===== Teks yang Ditampilkan =====

Ilustrasi : Bos Animation
Iklan terakota

Terakota.id–Akhir-akhir ini isu agama muncul kembali sebagai bagian dari komoditas yang laris-manis dijual ke publik. Sentimen negatif dengan kedok agama mengalami pelonjakan seiring dengan menguatnya kelompok-kelompok intoleran yang mendapatkan tempat lebih luas karena difasilitasi oleh oknum-oknum yang ingin mengais keuntungan di balik kekacauan.

Persekusi terhadap minoritas sampai pada perebutan pengaruh politik kekuasaan dengan menunggang agama menjadi topik yang tak pernah kering dari perbincangan, baik di media masa, media sosial, bahkan di tongkrongan kedai-kedai kopi. Agama menjadi sebuah kendaraan dengan tempat duduk yang empuk dan memiliki laju yang sangat cepat.

Perkara yang semula barangkali tidak ada sangkut pautnya dengan agama, begitu diseret dan dipoles pada wilayah ini, maka dalam sekejap api menyala dengan cepatnya. Terjadilah polarisasi, antara kaum beriman dan kaum kafir, antara jalan lurus dan jalan sesat. Upaya mencari titik temu semakin buntu, karena masing-masing memandang dari sudut yang saling berlawanan.

Memoles agama di ranah publik demi keuntungan kekuasaan dan kekayaan material tampaknya bukan hanya topik menarik di abad 21. Topik ini ternyata telah muncul jauh sebelum negara yang bernama Republik Indonesia ini lahir. Kesalehan palsu selalu menjadi topik dari zaman ke zaman. Para nabi dan resi selalu mengangkat persoalan ini sebagai bagian dari upaya perlawanan terhadap kebobrokan masyarakat zamannya.

Tanah Nusantara adalah lahan subur bagi persemaian nilai-nilai luhur dari mana pun berasal, baik dari dunia timur, maupun dari dunia barat. Dulu bangsa kita dikenal sebagai bangsa yang sangat terbuka. Tidak hanya menerima realitas perbedaan semata, namun lebih jauh dari itu, dengan semangat gotong-royongnya telah terbukti menjadi identitas yang berhasil menjebol tembok ego kelompok.

Contoh-contoh kerakusan materi dengan mengatasnamakan agama ternyata tidak hanya ditampilkan dalam teks-teks suci agama-agama besar saja. Naskah-naskah kuno yang tersebar di seluruh wilayah Nusantara turut mewarnai pembentukan kepribadian Nusantara yang dikenal halus, santun, dan toleran. Dengan dongeng-dongeng yang seringkali diwarnai dengan anekdot-anekdot yang segar, sang penulis menitipkan pesan moral agar senantiasa hidup selaras dengan alam dan seluruh makhluk ciptaan-Nya.

===== Data yang Diberikan =====

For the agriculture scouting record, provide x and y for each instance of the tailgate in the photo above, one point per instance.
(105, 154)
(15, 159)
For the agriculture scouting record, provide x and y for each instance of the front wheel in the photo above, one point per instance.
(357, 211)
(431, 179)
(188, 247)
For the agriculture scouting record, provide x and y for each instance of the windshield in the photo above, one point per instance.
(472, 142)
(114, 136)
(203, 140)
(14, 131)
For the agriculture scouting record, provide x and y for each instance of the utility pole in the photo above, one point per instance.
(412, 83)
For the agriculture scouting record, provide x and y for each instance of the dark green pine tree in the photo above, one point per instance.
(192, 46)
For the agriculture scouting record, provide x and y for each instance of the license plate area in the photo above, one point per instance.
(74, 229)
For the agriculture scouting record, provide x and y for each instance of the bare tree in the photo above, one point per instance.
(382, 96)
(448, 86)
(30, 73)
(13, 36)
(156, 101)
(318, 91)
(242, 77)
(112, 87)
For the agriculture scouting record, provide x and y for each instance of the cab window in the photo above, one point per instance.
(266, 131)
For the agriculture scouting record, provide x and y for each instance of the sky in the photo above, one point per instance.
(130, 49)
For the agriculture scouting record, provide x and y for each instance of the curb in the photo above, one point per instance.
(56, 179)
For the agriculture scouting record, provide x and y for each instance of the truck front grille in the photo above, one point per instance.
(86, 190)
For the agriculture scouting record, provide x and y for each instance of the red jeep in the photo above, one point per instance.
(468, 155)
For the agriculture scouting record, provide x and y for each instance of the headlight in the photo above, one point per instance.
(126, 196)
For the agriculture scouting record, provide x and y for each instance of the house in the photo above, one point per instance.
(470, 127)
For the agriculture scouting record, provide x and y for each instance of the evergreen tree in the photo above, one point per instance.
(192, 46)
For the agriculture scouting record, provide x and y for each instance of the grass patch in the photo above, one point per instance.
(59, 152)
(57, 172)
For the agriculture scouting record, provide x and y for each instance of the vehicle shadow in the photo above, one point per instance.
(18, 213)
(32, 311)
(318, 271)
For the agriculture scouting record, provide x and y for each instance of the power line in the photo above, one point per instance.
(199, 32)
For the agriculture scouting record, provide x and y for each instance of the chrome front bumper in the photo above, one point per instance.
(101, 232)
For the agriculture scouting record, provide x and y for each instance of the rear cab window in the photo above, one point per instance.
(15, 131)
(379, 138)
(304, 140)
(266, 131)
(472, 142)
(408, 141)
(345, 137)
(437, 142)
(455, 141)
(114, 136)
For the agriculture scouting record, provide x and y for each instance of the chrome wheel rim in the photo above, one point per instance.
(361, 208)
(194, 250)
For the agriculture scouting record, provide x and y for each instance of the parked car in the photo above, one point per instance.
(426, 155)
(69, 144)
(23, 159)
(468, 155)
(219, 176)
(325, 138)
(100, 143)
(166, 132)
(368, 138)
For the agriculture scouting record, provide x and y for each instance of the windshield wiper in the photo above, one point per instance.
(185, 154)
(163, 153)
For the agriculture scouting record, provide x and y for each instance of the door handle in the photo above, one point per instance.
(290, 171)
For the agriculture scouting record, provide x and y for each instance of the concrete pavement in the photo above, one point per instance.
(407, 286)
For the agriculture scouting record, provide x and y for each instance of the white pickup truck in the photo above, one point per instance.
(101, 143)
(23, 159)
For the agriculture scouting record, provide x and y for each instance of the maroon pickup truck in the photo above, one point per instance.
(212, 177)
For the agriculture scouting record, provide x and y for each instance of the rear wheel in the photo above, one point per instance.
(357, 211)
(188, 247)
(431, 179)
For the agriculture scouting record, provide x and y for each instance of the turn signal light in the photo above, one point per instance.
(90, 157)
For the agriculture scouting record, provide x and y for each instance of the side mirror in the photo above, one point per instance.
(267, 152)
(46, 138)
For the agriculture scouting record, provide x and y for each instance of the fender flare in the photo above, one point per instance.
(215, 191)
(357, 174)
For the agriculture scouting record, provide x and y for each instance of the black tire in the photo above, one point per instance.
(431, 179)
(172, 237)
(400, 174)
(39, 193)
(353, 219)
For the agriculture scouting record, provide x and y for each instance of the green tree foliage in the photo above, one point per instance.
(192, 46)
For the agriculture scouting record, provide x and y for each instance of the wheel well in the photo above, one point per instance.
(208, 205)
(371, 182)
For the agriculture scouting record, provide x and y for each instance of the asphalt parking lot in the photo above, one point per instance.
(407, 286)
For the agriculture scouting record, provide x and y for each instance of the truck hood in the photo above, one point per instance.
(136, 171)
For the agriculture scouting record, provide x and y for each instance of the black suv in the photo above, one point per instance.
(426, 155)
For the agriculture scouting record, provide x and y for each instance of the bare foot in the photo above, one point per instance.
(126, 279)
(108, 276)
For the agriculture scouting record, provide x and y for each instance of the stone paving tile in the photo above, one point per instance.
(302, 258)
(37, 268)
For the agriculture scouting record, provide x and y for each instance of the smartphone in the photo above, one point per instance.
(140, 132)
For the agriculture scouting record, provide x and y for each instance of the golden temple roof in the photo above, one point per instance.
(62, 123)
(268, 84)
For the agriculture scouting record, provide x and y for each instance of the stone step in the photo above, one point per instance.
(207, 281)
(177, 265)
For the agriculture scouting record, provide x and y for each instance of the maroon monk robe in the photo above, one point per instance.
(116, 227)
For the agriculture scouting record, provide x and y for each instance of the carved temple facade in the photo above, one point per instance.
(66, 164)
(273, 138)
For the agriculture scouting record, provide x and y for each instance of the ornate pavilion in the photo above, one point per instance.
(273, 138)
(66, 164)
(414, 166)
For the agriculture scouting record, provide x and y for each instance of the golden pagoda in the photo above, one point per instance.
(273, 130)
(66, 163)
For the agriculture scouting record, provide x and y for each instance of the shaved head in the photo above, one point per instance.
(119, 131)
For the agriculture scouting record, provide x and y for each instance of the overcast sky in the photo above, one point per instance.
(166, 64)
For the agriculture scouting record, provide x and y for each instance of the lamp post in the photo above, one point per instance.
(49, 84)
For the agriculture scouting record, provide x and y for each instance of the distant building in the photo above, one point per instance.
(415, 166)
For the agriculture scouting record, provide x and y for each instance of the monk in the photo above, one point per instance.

=====

= Tujuan =
Tampilkan tanpa perubahan bagian dari tulisan tentang agama sebagai komoditas, mulai dari "Persekusi terhadap minoritas" sampai "yang saling berlawanan.", dengan "yang saling berlawanan." ikut disertakan.

= Tugas Selesai =
Persekusi terhadap minoritas sampai pada perebutan pengaruh politik kekuasaan dengan menunggang agama menjadi topik yang tak pernah kering dari perbincangan, baik di media masa, media sosial, bahkan di tongkrongan kedai-kedai kopi. Agama menjadi sebuah kendaraan dengan tempat duduk yang empuk dan memiliki laju yang sangat cepat.

Perkara yang semula barangkali tidak ada sangkut pautnya dengan agama, begitu diseret dan dipoles pada wilayah ini, maka dalam sekejap api menyala dengan cepatnya. Terjadilah polarisasi, antara kaum beriman dan kaum kafir, antara jalan lurus dan jalan sesat. Upaya mencari titik temu semakin buntu, karena masing-masing memandang dari sudut yang saling berlawanan.